*** Material to process
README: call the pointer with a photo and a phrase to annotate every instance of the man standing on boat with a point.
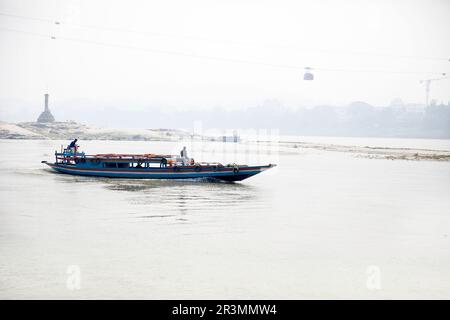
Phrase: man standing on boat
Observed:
(73, 145)
(184, 157)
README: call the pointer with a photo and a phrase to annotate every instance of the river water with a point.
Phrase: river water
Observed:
(320, 225)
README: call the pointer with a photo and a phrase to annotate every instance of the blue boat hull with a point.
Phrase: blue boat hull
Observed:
(223, 173)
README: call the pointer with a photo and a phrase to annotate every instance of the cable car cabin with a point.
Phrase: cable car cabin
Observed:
(308, 76)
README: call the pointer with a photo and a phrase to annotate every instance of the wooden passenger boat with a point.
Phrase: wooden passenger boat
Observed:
(148, 166)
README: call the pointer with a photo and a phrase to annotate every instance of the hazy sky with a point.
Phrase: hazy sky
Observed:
(185, 54)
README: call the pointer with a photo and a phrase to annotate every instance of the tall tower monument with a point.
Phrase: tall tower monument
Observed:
(46, 116)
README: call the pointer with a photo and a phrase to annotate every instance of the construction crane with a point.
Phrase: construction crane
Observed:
(427, 87)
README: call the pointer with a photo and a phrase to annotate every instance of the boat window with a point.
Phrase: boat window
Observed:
(110, 165)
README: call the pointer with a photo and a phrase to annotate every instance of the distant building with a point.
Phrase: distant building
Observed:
(234, 138)
(46, 116)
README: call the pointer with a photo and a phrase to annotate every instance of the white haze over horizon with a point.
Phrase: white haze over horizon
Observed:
(90, 77)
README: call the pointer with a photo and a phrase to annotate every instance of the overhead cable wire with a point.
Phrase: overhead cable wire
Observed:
(213, 58)
(242, 43)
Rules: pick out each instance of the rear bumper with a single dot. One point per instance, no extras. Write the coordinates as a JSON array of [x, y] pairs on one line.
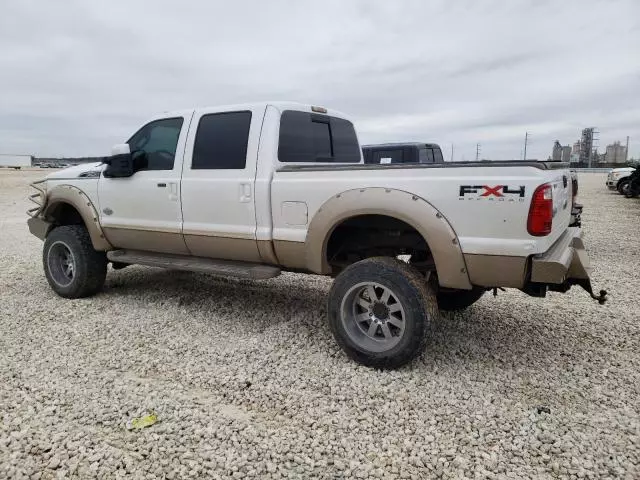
[[565, 264], [567, 258]]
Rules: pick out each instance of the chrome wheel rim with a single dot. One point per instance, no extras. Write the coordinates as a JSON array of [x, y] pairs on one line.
[[61, 263], [373, 316]]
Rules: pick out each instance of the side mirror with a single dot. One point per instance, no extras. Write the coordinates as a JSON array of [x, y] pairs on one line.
[[120, 163]]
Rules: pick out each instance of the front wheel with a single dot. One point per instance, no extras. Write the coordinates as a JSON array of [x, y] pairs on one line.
[[380, 312], [623, 186], [72, 267]]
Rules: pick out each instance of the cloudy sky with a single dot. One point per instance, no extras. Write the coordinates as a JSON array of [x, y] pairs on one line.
[[79, 76]]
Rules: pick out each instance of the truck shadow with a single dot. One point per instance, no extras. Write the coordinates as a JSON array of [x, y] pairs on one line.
[[481, 337]]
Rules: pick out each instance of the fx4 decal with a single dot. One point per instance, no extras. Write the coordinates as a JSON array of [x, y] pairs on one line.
[[498, 192]]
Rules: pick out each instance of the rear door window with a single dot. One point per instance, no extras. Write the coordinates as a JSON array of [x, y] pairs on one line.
[[221, 141], [310, 137]]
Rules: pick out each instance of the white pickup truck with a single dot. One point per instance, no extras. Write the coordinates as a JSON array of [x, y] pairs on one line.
[[253, 190]]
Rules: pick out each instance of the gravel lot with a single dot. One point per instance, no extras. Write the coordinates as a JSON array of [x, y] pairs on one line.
[[247, 381]]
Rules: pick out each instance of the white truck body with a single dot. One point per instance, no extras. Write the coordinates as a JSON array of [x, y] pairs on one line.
[[259, 188], [15, 161], [253, 198]]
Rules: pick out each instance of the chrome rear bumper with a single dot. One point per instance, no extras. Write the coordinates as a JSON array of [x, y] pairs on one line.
[[565, 264]]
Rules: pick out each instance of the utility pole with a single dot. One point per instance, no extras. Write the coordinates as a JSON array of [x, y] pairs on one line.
[[626, 152]]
******
Task directions: Without copying any images, transcribe the records exactly as they stand.

Answer space:
README: call the pointer with a photo and a phrase to annotate every instance of the man standing on boat with a point.
Phrase: man standing on boat
Observed:
(73, 145)
(184, 157)
README: call the pointer with a photo and a phrase to annotate every instance of the river water with a point.
Phrase: river water
Observed:
(320, 225)
README: call the pointer with a photo and a phrase to annotate every instance of the blue boat hull with a point.
Phrase: blue boat hull
Observed:
(223, 173)
README: call the pointer with a photo and a phrase to annotate every instance of the cable car cabin with a point.
Phrase: cable car cabin
Observed:
(308, 76)
README: call the pointer with a photo and a phrase to annotate every instance of the wooden passenger boat with a point.
Phrase: wooden passenger boat
Observed:
(148, 166)
README: call the pointer with a photo and a phrase to annotate every instance of the hazy sky with a point.
Phrase: hazy sky
Observed:
(185, 54)
README: call the pointer with a photo and a phrase to annotate every instance of the tall tower monument with a point.
Phrase: tall tower monument
Observed:
(46, 116)
README: call the pointer with a photo and a phrase to annotate every instance of the construction crane with a point.
Phrase: construction crane
Observed:
(427, 87)
README: call the pointer with a photo and a phrase to annotate every instance of the boat window with a point.
Phrase: boat window
Observed:
(110, 165)
README: call the pointer with a photo and a phrase to annotate every instance of the distant building with a point.
Phrase: distant building
Observed:
(234, 138)
(46, 116)
README: call the pointer with a photo and a phrase to annotate every instance of the white haze over horizon with a point.
Phrase: white haze over horizon
Observed:
(90, 77)
README: call the pointer with a photo and a phrase to annotate every instance of the overhead cable wire with a point.
Phrase: overhead cable wire
Observed:
(213, 58)
(242, 43)
Rules: pick out each instance of the rear bumper with a single dot. One point per instance, no extras. Write the coordinates as a JSON array of [x, y] pairs on one line.
[[565, 264], [567, 258]]
Rules: pick out each instance of the chrome wheel rim with a single dot. One point per instance, no extras. Write the coordinates as a JSON array of [x, y] pairs on one line.
[[61, 263], [373, 316]]
Rules: pick out each instance of the side mirror with a single dot. One point per instance, no extras. Write the coordinates as a JSON array of [x, y] pairs on one line.
[[120, 163]]
Rules: pick out each instance of the front wheel with a single dot. One point per instance, no extras. Write the coordinates as a JSON array of [x, y] pairs on one line.
[[380, 312], [623, 186], [72, 267]]
Rules: pick out each instance of the cloudy sky with a single dot. One point per instance, no extras. Write the coordinates as a JSON array of [x, y] pairs on one line.
[[79, 76]]
Rules: pick out each instance of the truck shadow with a single dot. One point per instance, no extras. Write the coordinates as a JSON array of [x, y] pairs on one line.
[[481, 337]]
Rules: pick out each instance of the fx4 decal with a single dot. One point per instance, no extras. Write the coordinates as a JSON array of [x, y] pairs on one line.
[[498, 192]]
Rules: pick out each instance of the rear door window with a single dot. One point per instance, no extras. Write the coordinates as a JSON array of [x, y] pairs on one line.
[[221, 141], [310, 137]]
Rules: pick out each instance of the white pickup truck with a single dot. One point per instance, no extras. Write the coordinates as a JSON array of [x, y] pairs on one line.
[[253, 190]]
Rules: pick out each instance of the gravel lot with a single dot. One point per instance, no extras. Write the coordinates as a JSON array of [x, y] pairs on one line.
[[247, 381]]
Rules: pick out each instance of the white truck body with a single dot. One point per instance, no extras. Write the coordinates as a JSON array of [x, y] pairs on one line.
[[259, 188], [15, 161], [253, 198]]
Rules: pick out each instance of the chrome rear bumper with a single dot. One point per instance, no extras. Write the coordinates as a JSON array of [x, y] pairs on one line.
[[565, 264]]
Rules: pick out each instance of the utility pole with a single dot. One point per instance, no extras. Write the coordinates as a JSON array of [x, y] pairs on one line.
[[626, 152]]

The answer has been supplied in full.